Please count the lines in the records below that contain the string "wall", treating uppercase and lowercase as different, and reply with the number alone.

TASK DATA

-=-=-

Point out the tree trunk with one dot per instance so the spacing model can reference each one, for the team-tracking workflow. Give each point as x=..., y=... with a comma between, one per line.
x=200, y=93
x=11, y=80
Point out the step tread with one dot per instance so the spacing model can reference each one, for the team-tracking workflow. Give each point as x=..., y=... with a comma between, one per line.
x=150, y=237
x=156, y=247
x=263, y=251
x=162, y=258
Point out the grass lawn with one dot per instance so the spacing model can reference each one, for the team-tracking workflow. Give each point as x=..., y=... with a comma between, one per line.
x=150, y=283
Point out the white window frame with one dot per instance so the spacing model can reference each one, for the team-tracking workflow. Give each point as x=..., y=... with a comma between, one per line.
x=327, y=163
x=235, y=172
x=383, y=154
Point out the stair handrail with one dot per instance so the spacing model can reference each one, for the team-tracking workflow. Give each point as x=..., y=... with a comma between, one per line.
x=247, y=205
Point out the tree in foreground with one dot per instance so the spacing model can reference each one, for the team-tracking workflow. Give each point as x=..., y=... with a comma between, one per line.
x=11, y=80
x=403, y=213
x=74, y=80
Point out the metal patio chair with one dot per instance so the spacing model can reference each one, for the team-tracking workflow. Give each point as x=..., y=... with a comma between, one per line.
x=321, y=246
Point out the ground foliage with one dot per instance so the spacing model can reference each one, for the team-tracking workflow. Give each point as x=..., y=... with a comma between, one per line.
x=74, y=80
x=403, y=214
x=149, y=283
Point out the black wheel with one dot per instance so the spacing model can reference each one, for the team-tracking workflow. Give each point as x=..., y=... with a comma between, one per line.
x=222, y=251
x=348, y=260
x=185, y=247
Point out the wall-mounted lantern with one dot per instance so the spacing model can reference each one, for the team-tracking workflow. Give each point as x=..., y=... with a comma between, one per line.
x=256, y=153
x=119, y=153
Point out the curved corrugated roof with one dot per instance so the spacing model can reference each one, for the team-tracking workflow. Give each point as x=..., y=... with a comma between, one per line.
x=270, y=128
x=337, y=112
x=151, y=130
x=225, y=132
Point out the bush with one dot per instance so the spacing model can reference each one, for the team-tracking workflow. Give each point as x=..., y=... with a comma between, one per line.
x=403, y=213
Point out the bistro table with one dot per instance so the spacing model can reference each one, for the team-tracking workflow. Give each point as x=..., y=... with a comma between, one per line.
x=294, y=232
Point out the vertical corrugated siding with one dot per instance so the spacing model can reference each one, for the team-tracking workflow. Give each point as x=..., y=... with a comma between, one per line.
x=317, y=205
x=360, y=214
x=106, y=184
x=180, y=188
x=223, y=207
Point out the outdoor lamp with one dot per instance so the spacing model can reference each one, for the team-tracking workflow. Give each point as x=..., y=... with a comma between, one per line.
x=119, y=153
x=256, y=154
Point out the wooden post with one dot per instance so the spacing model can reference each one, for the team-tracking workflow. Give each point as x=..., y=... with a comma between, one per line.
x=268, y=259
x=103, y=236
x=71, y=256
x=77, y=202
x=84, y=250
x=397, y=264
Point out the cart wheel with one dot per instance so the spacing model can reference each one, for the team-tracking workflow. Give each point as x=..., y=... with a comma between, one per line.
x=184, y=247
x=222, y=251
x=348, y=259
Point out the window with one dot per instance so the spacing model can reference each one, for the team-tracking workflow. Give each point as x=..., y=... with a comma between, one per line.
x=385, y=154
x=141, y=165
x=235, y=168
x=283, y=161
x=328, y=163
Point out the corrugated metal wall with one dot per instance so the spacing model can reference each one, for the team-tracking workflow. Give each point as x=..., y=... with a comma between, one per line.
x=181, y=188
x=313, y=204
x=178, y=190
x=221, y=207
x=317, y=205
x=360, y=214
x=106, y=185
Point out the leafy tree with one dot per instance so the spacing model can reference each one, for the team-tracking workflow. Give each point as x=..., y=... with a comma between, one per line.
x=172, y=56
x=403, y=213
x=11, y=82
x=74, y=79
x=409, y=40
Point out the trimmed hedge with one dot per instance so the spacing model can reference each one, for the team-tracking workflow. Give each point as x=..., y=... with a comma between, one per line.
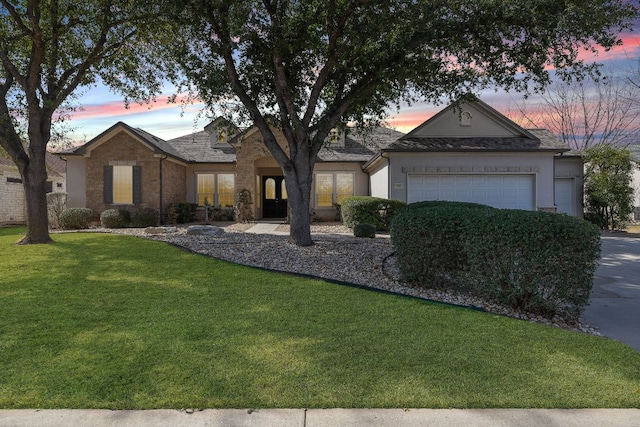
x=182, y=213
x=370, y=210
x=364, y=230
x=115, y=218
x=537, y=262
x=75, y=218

-=-=-

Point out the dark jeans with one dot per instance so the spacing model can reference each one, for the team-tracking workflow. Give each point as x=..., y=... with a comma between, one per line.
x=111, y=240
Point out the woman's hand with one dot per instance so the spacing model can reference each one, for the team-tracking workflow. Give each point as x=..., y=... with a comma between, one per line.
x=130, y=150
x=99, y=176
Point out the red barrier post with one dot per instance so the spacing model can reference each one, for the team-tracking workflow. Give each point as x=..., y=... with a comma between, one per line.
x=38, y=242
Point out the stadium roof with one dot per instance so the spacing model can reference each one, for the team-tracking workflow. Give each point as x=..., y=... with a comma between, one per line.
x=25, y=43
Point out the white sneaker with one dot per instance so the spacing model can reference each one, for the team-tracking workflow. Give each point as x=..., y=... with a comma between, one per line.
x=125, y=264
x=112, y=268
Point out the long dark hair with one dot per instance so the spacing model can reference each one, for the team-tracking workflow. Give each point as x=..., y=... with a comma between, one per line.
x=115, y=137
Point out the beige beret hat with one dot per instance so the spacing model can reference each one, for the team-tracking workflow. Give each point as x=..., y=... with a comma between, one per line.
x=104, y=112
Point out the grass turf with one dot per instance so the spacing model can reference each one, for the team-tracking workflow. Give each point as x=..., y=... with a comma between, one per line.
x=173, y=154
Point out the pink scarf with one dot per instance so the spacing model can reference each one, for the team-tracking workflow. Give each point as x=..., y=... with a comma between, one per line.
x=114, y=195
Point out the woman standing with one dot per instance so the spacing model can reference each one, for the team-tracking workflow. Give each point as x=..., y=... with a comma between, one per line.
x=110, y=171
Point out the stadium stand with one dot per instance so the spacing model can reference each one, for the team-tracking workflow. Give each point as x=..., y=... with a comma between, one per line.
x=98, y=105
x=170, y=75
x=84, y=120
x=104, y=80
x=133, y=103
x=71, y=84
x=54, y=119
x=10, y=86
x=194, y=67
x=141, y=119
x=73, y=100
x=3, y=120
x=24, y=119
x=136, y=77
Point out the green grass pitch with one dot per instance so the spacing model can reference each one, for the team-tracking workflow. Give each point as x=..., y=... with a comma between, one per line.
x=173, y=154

-=-=-

COMPLETE ANSWER
2